Aufgabe
Gib sämtliche Zeilen des folgenden Materials Zeichen für Zeichen unverändert aus.

Bereitgestelltes Material
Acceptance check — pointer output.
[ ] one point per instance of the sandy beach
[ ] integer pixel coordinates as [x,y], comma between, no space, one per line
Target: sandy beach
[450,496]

Ergebnis
Acceptance check — pointer output.
[ ] one point per instance of the sandy beach
[ ] integer pixel coordinates as [x,y], comma between, no space, one per line
Target: sandy beach
[450,496]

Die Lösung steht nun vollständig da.